▶ [Brano citato]
Prima di diventare il maestro indiscusso del cinema
erotico italiano, Tinto Brass è stato un regista d'avanguardia, immerso nel
fermento culturale europeo ed americano e deciso a portarlo in Italia. E prima
ancora di scandalizzare il Belpaese con Caligola (1979), aveva esordito dietro
la macchina da presa con una pellicola fortemente ideologizzata e d'impegno
civile, Chi lavora è perduto (In capo al mondo), selezionata persino nella
prestigiosa lista dei “100 film italiani da salvare”.
Col cuore in gola, uscito nelle sale nel 1967, è forse
l'emblema della prima produzione che ho definito d'avanguardia o, se si vuole,
modernista. Il taglio di rottura rispetto alla cinematografia nazionale coeva è
innanzitutto nella scelta dell'ambientazione: Brass optò per Londra, sulla scia
di Blow-Up di Antonioni, non a caso citato sia direttamente che
figurativamente. A Londra vive Bernard, un giovane francese interpretato da un
tenebroso Jean-Louis Trintignant, che si guadagna da vivere come modello e
attore. In un locale notturno incontra la bellissima Jane (Ewa Aulin), ancora
giovane eppure già segnata da torbide vicende familiari e personali. La sera
stessa Jane scopre il cadavere del proprietario del night club, ucciso da uno
sconosciuto sicario; da quel momento strani personaggi iniziano a darle la
caccia. Affascinato dalla ragazza, Bernard si offre di aiutarla, finendo trascinato
in una serie di rocambolesche avventure, fino al drammatico finale.
Al di là di questi pochi cenni, la trama del
film è effettivamente debole, a tratti complicata da seguire per l'astrusità di
alcune circostanze. Col cuore in gola è un giallo anomalo, nel senso che il suo
punto di forza non è nella costruzione dell'intreccio, né nel disvelamento
dell'assassino, che a dire la verità non interessa più di tanto né allo
spettatore né agli stessi protagonisti. Il cuore pulsante della pellicola è
nella fotografia, nella cura maniacale dei dettagli su cui indugia la
telecamera, negli intensi primissimi piani, nella folle alternanza di colore e
bianco/nero. Chi conosce, sia pur parzialmente, la successiva produzione
erotica di Brass, noterà una serie di intuizioni che saranno portate alle
estreme conseguenze nei decenni successivi: le inquadrature degli specchi
(specie se rotondi), l'obiettivo che indugia sui buchi delle serrature,
l'ossessiva sovrapposizione di slogan e cartelloni pubblicitari, i primi piani
di comparse grottesche che sembrano prese a piene mani dalla commedia
dell'arte. Eppure in questa pellicola c'è qualcosa di più. Dovessi definirla
con un solo aggettivo, utilizzerei “psichedelica”. Col cuore in gola è un
caleidoscopio di colori, rumori e suoni che stimolano una percezione più
profonda. E questa componente “lisergica” è così dominante da far passare in
secondo piano la trama. La forma dunque prevale sulla sostanza, l'apparenza
ruba la scena al senso e alla stessa verosimiglianza degli eventi narrati.

▶ [Breve esercizio 1] Raccogli tutte le righe dell'elenco in cui compare la parola "marker". Maiuscole e minuscole contano.

Registrazioni di puntamento su oggetti nominati
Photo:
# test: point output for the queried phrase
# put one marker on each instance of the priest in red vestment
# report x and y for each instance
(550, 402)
* * *
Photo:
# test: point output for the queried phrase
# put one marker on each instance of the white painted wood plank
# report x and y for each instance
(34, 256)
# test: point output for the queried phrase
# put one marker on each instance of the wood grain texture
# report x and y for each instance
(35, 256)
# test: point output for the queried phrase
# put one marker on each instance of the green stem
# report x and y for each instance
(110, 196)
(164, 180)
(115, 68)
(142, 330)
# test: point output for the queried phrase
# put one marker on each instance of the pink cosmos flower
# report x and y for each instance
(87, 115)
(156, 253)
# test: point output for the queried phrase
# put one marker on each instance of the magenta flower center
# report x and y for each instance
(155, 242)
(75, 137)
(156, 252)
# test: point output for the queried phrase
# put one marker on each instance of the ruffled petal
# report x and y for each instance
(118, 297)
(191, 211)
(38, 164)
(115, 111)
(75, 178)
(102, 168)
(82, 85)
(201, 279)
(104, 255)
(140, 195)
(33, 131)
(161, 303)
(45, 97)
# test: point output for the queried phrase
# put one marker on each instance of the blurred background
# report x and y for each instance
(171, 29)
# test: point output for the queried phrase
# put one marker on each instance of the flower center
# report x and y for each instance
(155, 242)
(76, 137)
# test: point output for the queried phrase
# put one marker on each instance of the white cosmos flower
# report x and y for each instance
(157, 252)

▶ [Breve esercizio 2] Elenca tutti i titoli di film nominati nel brano su Tinto Brass.

▶ [Soluzione svolta 1]
# put one marker on each instance of the priest in red vestment
# put one marker on each instance of the white painted wood plank
# put one marker on each instance of the wood grain texture
# put one marker on each instance of the green stem
# put one marker on each instance of the pink cosmos flower
# put one marker on each instance of the magenta flower center
# put one marker on each instance of the ruffled petal
# put one marker on each instance of the blurred background
# put one marker on each instance of the flower center
# put one marker on each instance of the white cosmos flower

▶ [Soluzione svolta 2]
- Caligola
- Chi lavora è perduto (In capo al mondo)
- Col cuore in gola
- Blow-Up